All of the data needs to be repeated exactly.

#####

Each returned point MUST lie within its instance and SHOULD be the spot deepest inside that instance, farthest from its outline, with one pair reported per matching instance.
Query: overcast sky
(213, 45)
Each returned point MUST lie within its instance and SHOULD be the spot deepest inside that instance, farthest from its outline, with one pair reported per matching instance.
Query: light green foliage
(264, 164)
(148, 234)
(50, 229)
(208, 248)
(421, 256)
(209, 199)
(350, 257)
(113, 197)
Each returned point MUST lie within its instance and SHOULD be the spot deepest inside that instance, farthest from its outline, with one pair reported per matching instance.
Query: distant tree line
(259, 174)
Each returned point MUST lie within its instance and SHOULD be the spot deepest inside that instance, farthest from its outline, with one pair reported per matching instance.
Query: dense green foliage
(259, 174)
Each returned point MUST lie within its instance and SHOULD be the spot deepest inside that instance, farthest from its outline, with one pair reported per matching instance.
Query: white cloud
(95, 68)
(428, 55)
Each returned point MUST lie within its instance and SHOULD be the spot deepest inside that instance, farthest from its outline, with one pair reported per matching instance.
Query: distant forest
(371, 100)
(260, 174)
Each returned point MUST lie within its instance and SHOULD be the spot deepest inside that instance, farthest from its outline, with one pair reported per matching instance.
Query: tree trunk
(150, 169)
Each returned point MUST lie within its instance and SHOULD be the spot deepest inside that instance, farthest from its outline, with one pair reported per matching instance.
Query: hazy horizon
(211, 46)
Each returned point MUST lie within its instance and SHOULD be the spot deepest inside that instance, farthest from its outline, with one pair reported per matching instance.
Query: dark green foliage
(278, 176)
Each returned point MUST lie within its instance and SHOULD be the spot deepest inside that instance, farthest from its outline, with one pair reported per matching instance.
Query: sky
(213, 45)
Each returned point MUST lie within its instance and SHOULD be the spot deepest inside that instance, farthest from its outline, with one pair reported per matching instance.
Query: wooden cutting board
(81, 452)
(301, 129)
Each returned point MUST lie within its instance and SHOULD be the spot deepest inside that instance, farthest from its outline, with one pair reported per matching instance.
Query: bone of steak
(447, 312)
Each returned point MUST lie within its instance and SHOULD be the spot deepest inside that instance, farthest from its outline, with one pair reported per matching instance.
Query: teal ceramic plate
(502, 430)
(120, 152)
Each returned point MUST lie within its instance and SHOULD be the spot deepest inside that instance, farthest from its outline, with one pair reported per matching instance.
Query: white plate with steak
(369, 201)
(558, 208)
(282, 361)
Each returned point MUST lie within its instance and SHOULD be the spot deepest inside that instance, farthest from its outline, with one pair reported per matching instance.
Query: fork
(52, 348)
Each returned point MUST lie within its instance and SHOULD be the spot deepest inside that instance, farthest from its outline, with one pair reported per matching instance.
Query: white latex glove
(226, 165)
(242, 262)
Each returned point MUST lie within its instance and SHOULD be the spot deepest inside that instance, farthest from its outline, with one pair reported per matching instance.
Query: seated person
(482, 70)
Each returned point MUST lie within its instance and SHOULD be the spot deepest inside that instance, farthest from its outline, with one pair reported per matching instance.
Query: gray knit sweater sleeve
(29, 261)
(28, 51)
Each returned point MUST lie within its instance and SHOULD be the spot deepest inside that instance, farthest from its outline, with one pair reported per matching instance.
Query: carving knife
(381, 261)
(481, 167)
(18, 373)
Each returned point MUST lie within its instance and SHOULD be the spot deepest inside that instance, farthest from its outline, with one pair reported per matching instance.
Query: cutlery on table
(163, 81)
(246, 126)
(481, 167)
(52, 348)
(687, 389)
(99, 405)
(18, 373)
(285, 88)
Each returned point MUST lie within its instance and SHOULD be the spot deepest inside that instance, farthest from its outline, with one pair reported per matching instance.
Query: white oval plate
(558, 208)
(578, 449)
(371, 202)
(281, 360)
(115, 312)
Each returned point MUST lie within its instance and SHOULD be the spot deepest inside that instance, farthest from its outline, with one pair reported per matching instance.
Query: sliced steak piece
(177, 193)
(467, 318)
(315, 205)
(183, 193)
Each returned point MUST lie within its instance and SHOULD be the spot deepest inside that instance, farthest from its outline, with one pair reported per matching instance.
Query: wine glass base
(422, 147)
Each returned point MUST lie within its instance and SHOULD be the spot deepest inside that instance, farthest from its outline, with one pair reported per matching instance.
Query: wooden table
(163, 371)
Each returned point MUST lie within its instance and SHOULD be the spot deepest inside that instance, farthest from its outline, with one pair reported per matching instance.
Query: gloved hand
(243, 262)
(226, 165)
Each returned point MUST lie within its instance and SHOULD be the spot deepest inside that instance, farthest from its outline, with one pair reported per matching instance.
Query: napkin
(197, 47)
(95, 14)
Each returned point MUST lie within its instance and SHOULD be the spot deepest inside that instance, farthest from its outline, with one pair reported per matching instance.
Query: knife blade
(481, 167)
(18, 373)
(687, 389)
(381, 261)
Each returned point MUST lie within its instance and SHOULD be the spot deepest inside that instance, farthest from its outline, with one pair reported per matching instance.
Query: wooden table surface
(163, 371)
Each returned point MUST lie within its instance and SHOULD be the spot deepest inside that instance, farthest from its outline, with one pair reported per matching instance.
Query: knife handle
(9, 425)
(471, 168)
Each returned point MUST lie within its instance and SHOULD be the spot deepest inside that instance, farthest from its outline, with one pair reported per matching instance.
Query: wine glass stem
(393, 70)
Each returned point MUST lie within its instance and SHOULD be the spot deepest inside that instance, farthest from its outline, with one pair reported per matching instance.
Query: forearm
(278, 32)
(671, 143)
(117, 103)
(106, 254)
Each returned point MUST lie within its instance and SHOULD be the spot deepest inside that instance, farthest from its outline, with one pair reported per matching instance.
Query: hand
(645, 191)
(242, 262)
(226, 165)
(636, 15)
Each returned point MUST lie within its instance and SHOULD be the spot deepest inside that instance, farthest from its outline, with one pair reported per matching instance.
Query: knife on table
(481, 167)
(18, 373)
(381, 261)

#####

COMPLETE OUTPUT
Each returned point MUST lie within its instance and SHOULD be the spot deepest inside that instance, farthest from its outline, with one pair reported per matching instance.
Query: overcast sky
(213, 45)
Each returned point MUST lie within its instance and SHOULD be the spot deepest inside that instance, farthest from its outline, with one pair reported per matching instance.
Query: light green foliage
(264, 164)
(148, 234)
(50, 229)
(208, 248)
(421, 256)
(209, 199)
(350, 257)
(113, 197)
Each returned point MUST lie within its instance and SHOULD be the spot deepest inside that instance, farthest from its outline, with one pair reported per matching instance.
Query: distant tree line
(259, 174)
Each returned point MUST lie within its instance and SHOULD be the spot deepest inside that instance, farthest from its outline, with one pair reported per matching instance.
Query: dense green foliage
(259, 174)
Each returned point MUST lie within its instance and SHOULD be the spot deepest inside that instance, farthest from its outline, with one pair reported per matching instance.
Query: white cloud
(95, 68)
(428, 55)
Each returned point MUST lie within its instance and SHOULD be the spot deepest inside that instance, farthest from its outline, with one pair reported per matching instance.
Query: distant forest
(371, 100)
(260, 174)
Each returned point MUST lie within its instance and SHOULD be the spot deepest inside that instance, farthest from its outline, with one pair reported per matching instance.
Query: tree trunk
(150, 169)
Each returned point MUST lie within its instance and SHOULD be the spot deepest inside that instance, farthest from its outline, with one pair reported per matching instance.
Query: hazy horizon
(211, 46)
Each returned point MUST lie within its instance and SHOULD be the spot deepest inside that instance, farthest from its outline, with one pair reported per matching instance.
Query: dark green foliage
(278, 176)
Each returned point MUST lie within its instance and SHOULD be the spot deepest inside that instance, farthest from its outline, with one pair reported per matching instance.
Query: sky
(213, 45)
Each returned point MUST lie within its instance and SHOULD be the spot deepest inside that instance, farthest from its outline, with one pair reported per matching instance.
Query: wooden cutting board
(81, 452)
(301, 129)
Each returned point MUST lie within its instance and SHOULD be the spot deepest inside that instance, farthest from its outline, with one pair reported per matching instance.
Query: bone of steak
(447, 312)
Each returned point MUST lie within its instance and SHOULD be the spot deepest inside that instance, farthest from its outline, with one pair reported per matching instance.
Query: teal ceramic plate
(502, 430)
(120, 152)
Each returned point MUST lie within its instance and SHOULD be the spot deepest inside that instance, farthest from its outline, with one pair reported per matching instance.
Query: white plate with steak
(369, 201)
(558, 208)
(282, 361)
Each returned point MUST lie within its instance and SHOULD be the spot deepest inside that instance, farthest from its outline, with one pair reported per matching instance.
Query: fork
(52, 348)
Each returned point MUST lie within its instance and SHOULD be the spot deepest inside that instance, farthest from its outline, with one pair reported per matching instance.
Query: white latex glove
(226, 165)
(242, 262)
Each returned point MUST lie within its instance and SHOULD be the spot deepest inside that instance, farthest from its outline, with one pair reported per matching instance.
Query: seated person
(482, 70)
Each returned point MUST lie within its instance and SHOULD be the spot deepest inside that instance, farthest from its outline, with one pair reported per matching instance.
Query: gray knit sweater sleeve
(29, 261)
(28, 51)
Each returned point MUST lie within its instance and SHOULD be the spot deepest inside that instance, farthest from its outline, with one pair reported per matching instance.
Query: carving knife
(381, 261)
(481, 167)
(18, 373)
Each returned point MUST lie within its instance and SHOULD be the spot deepest inside that instance, farthest from its outline, with one pair reported per matching instance.
Query: cutlery on table
(163, 81)
(246, 126)
(481, 167)
(52, 348)
(687, 389)
(99, 405)
(18, 373)
(285, 88)
Each returned point MUST lie within its instance and SHOULD be the spot deepest inside that instance, farthest from its outline, with one pair reported per matching instance.
Query: white oval plate
(558, 208)
(578, 449)
(371, 202)
(281, 360)
(115, 312)
Each returned point MUST lie within its instance and SHOULD be the spot deepest inside that instance, farthest from its outline, with one pair reported per matching instance.
Query: sliced steak piece
(177, 193)
(467, 318)
(315, 205)
(183, 193)
Each returned point MUST lie within its instance and SHOULD be the spot deepest inside that instance, farthest from its outline, with one pair reported per matching instance.
Query: wine glass base
(422, 147)
Each returned point MUST lie within its instance and SHOULD be the spot deepest inside that instance, farthest from its outline, with one pair reported per matching instance.
Query: wooden table
(163, 371)
Each returned point MUST lie within its instance and SHOULD be the spot deepest inside that instance, farthest from its outline, with one pair reported per matching instance.
Query: gloved hand
(243, 262)
(226, 165)
Each returned point MUST lie within its instance and SHOULD be the spot deepest inside that instance, farthest from its outline, with one pair reported per matching instance.
Query: napkin
(197, 47)
(95, 14)
Each returned point MUST lie within its instance and SHOULD be the spot deepest inside that instance, farthest from its outline, with one pair reported per matching instance.
Query: knife blade
(481, 167)
(18, 373)
(687, 389)
(381, 261)
Each returned point MUST lie within its instance and SHOULD be the spot deepest inside that instance, farthest from its outline, with one pair reported per matching instance.
Query: wooden table surface
(163, 371)
Each returned point MUST lie within its instance and SHOULD be the spot deepest inside that instance, farthest from its outline, with one pair reported per matching instance.
Query: knife handle
(9, 425)
(471, 168)
Each returned point MUST lie within its instance and SHOULD be the spot deepest inside that instance, farthest from its outline, with one pair reported per matching instance.
Query: wine glass stem
(393, 70)
Each returned point MUST lie within its instance and SHOULD be the spot deepest inside that instance, farthest from its outline, with one pair reported per matching instance.
Query: forearm
(278, 32)
(671, 143)
(117, 103)
(106, 254)
Each returned point MUST lie within its instance and SHOULD be the spot deepest inside that instance, farthest from its outline, with one pair reported per matching instance.
Query: hand
(645, 191)
(242, 262)
(226, 165)
(636, 15)
Each returned point MUST lie within its instance and SHOULD be the spot deepest inside that instance, farthest from its outline, with one pair reported per matching instance.
Query: knife on table
(481, 167)
(18, 373)
(381, 261)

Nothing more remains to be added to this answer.